▶ _GIVEN PASSAGE_:
AS --autonomous system. An IP term to describe a routing domain that has its own independent routing policy and is administered by a single authority. Equivalent to the OSI term "routing domain."
BGP --Border Gateway Protocol. Interdomain routing protocol that exchanges reachability information with other BGP systems.
CLNS --Connectionless Network Service . An OSI network-layer protocol.
CMIP --Common Management Information Protocol. In OSI, a network management protocol created and standardized by ISO for the monitoring and control of heterogeneous networks.
DCC --data communications channel.
DCN --data communications network.
ES-IS --End System-to-Intermediate System. OSI protocol that defines how end systems (hosts) announce themselves to intermediate systems (routers).
FTAM --File Transfer, Access, and Management. In OSI, an application-layer protocol developed for network file exchange and management between diverse types of computers.
IGP --Interior Gateway Protocol. Internet protocol used to exchange routing information within an autonomous system.
IGRP --Interior Gateway Routing Protocol. A proprietary Cisco protocol developed to address the issues associated with routing in large, heterogeneous networks.
IS --intermediate system. Routing node in an OSI network.
IS-IS --Intermediate System-to-Intermediate System. OSI link-state hierarchical routing protocol based on DECnet Phase V routing, where routers exchange routing information based on a single metric, to determine network topology.
ISO --International Organization for Standardization. International organization that is responsible for a wide range of standards, including those relevant to networking. ISO developed the Open System Interconnection (OSI) reference model, a popular networking reference model.
NSAP address --network service access point address. The network address format used by OSI networks.
OSI --Open System Interconnection. International standardization program created by ISO and ITU-T to develop standards for data networking that facilitate multivendor equipment interoperability.
routing domain --The OSI term that is equivalent to autonomous system for BGP.
SDH --Synchronous Digital Hierarchy. Standard that defines a set of rate and format standards that are sent using optical signals over fiber.
SONET --Synchronous Optical Network. High-speed synchronous network specification designed to run on optical fiber.

Collected data entries:
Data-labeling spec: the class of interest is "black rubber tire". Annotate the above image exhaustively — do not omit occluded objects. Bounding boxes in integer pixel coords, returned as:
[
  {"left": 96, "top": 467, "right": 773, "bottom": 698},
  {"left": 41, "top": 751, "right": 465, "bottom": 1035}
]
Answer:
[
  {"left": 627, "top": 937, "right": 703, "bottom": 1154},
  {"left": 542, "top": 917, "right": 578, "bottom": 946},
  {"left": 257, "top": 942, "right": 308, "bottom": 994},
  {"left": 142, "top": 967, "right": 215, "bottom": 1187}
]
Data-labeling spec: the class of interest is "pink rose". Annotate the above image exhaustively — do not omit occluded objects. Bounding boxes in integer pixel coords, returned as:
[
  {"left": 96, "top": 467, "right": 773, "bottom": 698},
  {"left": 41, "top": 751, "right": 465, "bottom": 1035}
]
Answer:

--

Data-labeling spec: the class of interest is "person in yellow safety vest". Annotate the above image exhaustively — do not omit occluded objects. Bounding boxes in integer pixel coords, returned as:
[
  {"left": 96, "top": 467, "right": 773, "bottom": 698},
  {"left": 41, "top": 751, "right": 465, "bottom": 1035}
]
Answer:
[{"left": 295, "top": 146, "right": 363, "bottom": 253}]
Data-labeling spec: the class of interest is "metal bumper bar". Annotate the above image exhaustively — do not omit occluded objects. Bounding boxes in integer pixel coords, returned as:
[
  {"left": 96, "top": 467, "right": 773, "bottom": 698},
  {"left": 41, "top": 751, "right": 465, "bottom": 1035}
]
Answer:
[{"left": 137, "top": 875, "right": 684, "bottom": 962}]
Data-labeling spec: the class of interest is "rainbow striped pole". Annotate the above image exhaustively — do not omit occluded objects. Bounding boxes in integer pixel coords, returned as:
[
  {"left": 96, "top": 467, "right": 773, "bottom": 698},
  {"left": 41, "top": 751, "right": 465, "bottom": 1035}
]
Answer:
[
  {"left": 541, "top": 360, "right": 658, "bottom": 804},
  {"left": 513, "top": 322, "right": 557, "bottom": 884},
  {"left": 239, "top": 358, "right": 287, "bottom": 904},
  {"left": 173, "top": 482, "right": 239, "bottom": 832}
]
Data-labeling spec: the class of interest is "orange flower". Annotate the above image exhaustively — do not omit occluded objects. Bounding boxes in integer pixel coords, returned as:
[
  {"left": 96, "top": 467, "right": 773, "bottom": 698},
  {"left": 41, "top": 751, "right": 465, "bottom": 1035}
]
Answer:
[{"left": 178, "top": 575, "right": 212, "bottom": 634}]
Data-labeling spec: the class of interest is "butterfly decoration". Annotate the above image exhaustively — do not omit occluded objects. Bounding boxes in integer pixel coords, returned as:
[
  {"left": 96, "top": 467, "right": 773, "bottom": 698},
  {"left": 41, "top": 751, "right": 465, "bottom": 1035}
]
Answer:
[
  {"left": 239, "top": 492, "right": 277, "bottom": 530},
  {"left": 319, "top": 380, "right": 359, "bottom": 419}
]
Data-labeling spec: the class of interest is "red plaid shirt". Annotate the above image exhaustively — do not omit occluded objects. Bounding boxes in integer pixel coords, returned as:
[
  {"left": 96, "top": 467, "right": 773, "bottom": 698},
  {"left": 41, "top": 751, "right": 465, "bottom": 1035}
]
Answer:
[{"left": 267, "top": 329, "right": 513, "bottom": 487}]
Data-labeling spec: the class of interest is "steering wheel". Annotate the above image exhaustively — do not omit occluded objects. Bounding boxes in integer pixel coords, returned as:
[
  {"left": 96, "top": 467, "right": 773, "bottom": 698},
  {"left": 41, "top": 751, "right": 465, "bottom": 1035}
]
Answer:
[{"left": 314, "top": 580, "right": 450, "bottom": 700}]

▶ _WORK TO DO_:
(1) In the networking glossary, what routing is IS-IS based on?
(2) Drawing on the networking glossary, explain the purpose for which Cisco developed IGRP.

▶ _EXERCISE SOLUTIONS_:
(1) DECnet Phase V routing.

(2) IGRP is a proprietary Cisco protocol developed to address the issues associated with routing in large, heterogeneous networks.